(Task objective)
Write out all entries word for word.

(Object location annotation data)

◆ ◆ ◆ ◆ ◆

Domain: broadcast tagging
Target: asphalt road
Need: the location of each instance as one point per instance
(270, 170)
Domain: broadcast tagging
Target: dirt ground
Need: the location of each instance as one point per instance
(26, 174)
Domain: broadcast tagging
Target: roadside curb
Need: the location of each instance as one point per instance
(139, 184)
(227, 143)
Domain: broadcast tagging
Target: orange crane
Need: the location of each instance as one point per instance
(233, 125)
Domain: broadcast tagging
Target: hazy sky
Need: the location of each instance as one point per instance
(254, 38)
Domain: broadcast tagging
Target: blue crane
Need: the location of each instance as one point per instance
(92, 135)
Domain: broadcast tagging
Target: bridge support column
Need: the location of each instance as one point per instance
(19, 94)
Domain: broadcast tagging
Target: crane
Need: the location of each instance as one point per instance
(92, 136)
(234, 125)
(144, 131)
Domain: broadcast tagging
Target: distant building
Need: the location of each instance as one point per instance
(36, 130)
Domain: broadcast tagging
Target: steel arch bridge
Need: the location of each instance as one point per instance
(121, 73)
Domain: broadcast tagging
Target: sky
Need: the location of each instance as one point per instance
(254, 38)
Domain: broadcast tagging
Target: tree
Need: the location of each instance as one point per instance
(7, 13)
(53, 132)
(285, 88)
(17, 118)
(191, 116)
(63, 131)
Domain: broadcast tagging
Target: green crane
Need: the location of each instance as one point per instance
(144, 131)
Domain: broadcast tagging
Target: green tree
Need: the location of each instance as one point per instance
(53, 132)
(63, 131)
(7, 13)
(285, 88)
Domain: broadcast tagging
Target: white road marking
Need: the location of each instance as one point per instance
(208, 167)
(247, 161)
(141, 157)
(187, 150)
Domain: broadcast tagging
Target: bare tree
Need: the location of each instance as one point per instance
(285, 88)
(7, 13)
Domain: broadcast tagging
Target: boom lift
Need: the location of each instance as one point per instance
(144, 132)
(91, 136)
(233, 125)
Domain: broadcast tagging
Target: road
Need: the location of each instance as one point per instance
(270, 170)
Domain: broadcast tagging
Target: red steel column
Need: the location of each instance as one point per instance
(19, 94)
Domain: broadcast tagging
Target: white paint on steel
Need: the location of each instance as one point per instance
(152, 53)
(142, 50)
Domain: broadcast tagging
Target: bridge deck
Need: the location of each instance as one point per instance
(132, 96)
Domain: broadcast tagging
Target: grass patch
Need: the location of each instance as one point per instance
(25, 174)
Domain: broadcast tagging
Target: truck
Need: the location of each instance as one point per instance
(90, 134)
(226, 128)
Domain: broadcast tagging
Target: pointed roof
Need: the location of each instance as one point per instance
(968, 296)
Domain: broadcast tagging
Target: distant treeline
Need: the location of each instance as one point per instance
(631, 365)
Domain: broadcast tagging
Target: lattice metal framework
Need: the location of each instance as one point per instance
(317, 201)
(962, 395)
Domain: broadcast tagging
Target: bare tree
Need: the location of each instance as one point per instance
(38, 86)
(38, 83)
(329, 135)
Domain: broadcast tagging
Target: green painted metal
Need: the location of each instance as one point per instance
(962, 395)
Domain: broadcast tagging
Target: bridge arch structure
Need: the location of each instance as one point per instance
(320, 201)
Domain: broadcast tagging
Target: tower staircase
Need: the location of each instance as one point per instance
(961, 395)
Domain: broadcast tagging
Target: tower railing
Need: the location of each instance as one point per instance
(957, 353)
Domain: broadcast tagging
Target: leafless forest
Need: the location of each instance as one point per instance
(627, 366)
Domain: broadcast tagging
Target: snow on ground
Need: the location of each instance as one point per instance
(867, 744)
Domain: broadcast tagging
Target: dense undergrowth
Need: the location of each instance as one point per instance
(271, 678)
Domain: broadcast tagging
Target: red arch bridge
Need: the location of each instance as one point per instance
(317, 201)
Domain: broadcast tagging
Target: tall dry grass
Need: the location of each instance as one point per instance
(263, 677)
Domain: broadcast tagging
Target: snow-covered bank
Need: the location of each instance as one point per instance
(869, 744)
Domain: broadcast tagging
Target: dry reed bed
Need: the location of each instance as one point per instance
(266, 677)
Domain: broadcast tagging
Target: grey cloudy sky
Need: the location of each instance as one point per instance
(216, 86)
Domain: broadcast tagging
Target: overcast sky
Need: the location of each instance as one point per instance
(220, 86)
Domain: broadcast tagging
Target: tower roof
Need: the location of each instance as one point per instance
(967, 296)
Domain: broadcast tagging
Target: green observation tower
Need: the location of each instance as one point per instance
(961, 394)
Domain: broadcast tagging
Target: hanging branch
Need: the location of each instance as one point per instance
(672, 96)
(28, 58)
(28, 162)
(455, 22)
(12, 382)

◆ ◆ ◆ ◆ ◆

(Answer to this exercise)
Domain: broadcast tagging
Target: asphalt road
Need: the location of each instance as one point per instance
(270, 170)
Domain: broadcast tagging
Target: dirt ground
Need: the location of each instance as one point per instance
(26, 174)
Domain: broadcast tagging
Target: roadside curb
Need: the location of each instance as one point per instance
(139, 184)
(227, 143)
Domain: broadcast tagging
Target: orange crane
Need: the location of each instance as one point per instance
(233, 125)
Domain: broadcast tagging
Target: hazy sky
Need: the location of each instance as one point per instance
(254, 38)
Domain: broadcast tagging
Target: blue crane
Need: the location of each instance as one point per instance
(92, 135)
Domain: broadcast tagging
Target: bridge support column
Need: the location of each instance as one point per instance
(19, 94)
Domain: broadcast tagging
Target: crane
Need: the location of each instance as one point per instance
(92, 136)
(234, 125)
(144, 131)
Domain: broadcast tagging
Target: distant building
Need: the location of each instance as one point per instance
(36, 130)
Domain: broadcast tagging
Target: steel arch bridge
Need: the location of each instance as one point per instance
(121, 73)
Domain: broadcast tagging
Target: sky
Need: the location of each instance as one point per instance
(254, 38)
Domain: broadcast tagging
Target: tree
Need: the location of each instance as one point per instance
(7, 13)
(53, 132)
(285, 88)
(17, 118)
(191, 116)
(63, 131)
Domain: broadcast tagging
Target: green crane
Need: the location of each instance as one point per instance
(144, 131)
Domain: broadcast tagging
Target: green tree
Need: the location of each instance as one point per instance
(53, 132)
(63, 131)
(7, 13)
(285, 88)
Domain: broadcast tagging
Target: white road marking
Need: the location of each instance as one point per instance
(208, 167)
(247, 161)
(141, 157)
(187, 150)
Domain: broadcast tagging
Target: bare tree
Need: the location of each instance as one point per instance
(285, 88)
(7, 13)
Domain: broadcast tagging
Target: boom lift
Need: the location of each instance as one point per instance
(144, 132)
(91, 136)
(233, 125)
Domain: broadcast tagging
Target: road
Need: the location of each instance as one point per instance
(270, 170)
Domain: broadcast tagging
Target: red steel column
Need: the location of each instance as one point per instance
(19, 94)
Domain: broadcast tagging
Target: white paint on steel
Need: the location of each instance as one point per instance
(152, 53)
(142, 50)
Domain: broadcast tagging
Target: bridge deck
Need: the location of each instance as one point per instance
(132, 96)
Domain: broadcast tagging
Target: grass patch
Need: the location of each instance as one point per instance
(25, 174)
Domain: broadcast tagging
Target: truck
Need: the location of each instance as one point per instance
(90, 134)
(226, 128)
Domain: broadcast tagging
Target: pointed roof
Need: the location of each instance as one point per instance
(968, 296)
Domain: broadcast tagging
Target: distant treeline
Need: the location of each instance as one point per instance
(631, 365)
Domain: broadcast tagging
Target: lattice metal framework
Need: the location of each instance as one point per instance
(317, 201)
(962, 395)
Domain: broadcast tagging
Target: bare tree
Need: the location of each instance as one point per instance
(38, 86)
(38, 83)
(329, 135)
Domain: broadcast tagging
Target: green painted metal
Need: the location of each instance as one point per instance
(962, 395)
Domain: broadcast tagging
Target: bridge arch structure
Need: the location of each instance as one point per instance
(320, 201)
Domain: broadcast tagging
Target: tower staircase
Need: the location of each instance as one point per instance
(961, 395)
Domain: broadcast tagging
Target: tower railing
Need: the location of each instance as one point per instance
(957, 353)
Domain: broadcast tagging
Target: leafless forest
Need: the location of each instance as one point per instance
(627, 366)
Domain: broadcast tagging
Target: snow on ground
Need: the location of each instance as one point per instance
(867, 744)
Domain: broadcast tagging
Target: dense undergrowth
Need: the location of each instance as one point per instance
(271, 678)
Domain: broadcast tagging
Target: red arch bridge
Need: the location of each instance as one point per instance
(317, 201)
Domain: broadcast tagging
Target: tall dry grass
Need: the location of each instance as one point per instance
(263, 677)
Domain: broadcast tagging
Target: snow-covered bank
Need: the location of each instance as one point per instance
(869, 744)
Domain: broadcast tagging
Target: dry reed bed
Need: the location of each instance as one point per instance
(266, 677)
Domain: broadcast tagging
Target: grey cloudy sky
Need: the location of each instance as one point per instance
(216, 86)
Domain: broadcast tagging
Target: overcast sky
Need: the location of each instance as one point per instance
(220, 86)
Domain: broadcast tagging
Target: tower roof
Need: the location of each instance as one point per instance
(967, 296)
Domain: broadcast tagging
Target: green observation tower
Need: the location of each instance as one point per instance
(961, 394)
Domain: broadcast tagging
Target: hanging branch
Need: the location of each instance as one point per instance
(672, 96)
(28, 58)
(28, 162)
(455, 22)
(12, 382)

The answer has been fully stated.